(Records supplied begins)
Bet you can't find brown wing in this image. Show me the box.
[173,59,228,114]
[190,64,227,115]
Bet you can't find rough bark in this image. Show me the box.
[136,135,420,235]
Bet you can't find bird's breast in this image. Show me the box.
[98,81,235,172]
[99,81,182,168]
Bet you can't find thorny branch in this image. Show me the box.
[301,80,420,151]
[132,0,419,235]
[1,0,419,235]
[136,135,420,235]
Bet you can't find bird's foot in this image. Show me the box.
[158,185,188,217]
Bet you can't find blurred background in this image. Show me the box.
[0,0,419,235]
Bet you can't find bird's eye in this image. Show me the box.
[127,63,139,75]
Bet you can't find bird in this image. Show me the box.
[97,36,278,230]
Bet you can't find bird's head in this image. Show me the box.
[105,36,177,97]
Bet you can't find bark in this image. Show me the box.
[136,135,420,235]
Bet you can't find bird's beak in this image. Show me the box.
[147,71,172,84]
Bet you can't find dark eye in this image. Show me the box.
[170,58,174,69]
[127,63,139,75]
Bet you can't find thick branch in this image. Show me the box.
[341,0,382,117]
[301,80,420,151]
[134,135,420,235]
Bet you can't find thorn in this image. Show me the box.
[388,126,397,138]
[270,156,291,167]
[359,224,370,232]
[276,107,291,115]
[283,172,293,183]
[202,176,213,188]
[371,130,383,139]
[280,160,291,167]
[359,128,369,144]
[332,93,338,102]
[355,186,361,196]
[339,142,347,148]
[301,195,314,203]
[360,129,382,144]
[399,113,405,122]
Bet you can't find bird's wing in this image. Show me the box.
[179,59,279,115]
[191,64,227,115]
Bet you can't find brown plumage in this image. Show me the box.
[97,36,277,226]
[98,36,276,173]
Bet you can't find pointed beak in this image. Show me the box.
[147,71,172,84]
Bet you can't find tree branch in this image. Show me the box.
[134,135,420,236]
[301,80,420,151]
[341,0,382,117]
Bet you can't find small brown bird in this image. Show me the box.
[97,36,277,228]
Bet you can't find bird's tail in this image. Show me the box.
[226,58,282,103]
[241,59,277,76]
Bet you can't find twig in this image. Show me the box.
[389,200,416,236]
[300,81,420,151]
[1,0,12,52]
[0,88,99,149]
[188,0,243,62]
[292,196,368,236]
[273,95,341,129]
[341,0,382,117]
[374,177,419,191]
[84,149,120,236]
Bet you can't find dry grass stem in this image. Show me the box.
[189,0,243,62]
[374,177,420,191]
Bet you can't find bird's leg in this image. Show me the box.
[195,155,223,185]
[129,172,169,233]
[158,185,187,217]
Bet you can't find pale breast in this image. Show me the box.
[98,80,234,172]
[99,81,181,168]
(Records supplied ends)
(Records supplied begins)
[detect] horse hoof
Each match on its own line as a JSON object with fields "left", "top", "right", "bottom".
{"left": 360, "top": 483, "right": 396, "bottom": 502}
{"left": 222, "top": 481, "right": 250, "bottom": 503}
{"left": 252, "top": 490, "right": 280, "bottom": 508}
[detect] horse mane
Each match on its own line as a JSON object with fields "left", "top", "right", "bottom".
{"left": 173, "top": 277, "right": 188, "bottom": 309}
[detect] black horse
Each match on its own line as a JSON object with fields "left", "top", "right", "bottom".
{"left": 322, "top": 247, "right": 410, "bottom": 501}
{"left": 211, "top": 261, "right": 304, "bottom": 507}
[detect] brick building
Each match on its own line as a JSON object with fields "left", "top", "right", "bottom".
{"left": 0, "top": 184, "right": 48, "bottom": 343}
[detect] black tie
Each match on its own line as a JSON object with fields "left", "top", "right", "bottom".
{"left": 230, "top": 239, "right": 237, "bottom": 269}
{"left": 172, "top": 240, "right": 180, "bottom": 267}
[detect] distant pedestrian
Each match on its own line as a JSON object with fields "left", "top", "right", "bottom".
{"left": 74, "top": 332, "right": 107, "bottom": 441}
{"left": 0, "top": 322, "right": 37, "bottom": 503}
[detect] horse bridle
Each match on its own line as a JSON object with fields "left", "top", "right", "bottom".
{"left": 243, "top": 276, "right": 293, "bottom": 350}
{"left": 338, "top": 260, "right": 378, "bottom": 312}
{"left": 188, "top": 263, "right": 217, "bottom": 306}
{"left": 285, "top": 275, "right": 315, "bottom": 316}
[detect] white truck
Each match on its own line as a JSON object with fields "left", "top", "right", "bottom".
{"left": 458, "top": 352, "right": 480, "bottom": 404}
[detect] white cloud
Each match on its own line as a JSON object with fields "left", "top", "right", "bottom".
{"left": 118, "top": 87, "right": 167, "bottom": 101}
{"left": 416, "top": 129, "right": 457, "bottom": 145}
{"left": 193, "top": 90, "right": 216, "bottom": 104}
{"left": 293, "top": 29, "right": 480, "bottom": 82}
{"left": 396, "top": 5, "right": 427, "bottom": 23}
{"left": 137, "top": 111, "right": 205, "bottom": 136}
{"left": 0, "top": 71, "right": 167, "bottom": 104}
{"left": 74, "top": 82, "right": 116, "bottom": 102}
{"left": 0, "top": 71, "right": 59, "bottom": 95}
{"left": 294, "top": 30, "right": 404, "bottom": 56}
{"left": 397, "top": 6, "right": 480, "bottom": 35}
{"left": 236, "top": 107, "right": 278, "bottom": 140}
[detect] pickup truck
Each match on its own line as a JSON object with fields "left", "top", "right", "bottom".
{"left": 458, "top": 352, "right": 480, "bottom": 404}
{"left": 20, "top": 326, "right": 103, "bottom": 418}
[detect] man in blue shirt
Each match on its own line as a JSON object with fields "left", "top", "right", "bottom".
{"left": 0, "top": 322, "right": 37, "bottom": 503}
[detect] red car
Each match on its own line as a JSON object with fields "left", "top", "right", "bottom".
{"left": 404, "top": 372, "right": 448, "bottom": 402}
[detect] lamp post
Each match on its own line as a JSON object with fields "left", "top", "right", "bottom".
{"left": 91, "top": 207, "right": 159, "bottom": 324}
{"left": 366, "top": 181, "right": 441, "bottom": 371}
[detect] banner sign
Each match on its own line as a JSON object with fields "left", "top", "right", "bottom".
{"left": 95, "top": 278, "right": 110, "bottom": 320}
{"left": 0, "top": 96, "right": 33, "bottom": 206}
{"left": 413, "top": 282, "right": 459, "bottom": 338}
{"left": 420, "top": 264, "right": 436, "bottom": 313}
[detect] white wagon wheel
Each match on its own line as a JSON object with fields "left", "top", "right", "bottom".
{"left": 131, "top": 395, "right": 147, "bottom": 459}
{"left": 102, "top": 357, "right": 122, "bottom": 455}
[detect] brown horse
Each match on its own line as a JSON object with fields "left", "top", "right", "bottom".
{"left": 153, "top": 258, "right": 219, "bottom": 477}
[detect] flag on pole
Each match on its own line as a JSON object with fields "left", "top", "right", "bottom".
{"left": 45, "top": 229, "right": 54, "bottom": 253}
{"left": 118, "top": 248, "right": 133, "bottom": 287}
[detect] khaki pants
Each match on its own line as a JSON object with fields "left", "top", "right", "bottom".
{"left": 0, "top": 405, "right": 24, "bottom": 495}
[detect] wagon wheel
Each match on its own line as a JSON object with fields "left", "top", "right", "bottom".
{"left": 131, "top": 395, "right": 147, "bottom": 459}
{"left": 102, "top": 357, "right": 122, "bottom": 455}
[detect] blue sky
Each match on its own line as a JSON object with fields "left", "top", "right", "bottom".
(Records supplied ends)
Which lines of the records contain the word "blue"? Copy each of them.

Result of this task >>
[detect] man in blue shirt
[detect] blue sky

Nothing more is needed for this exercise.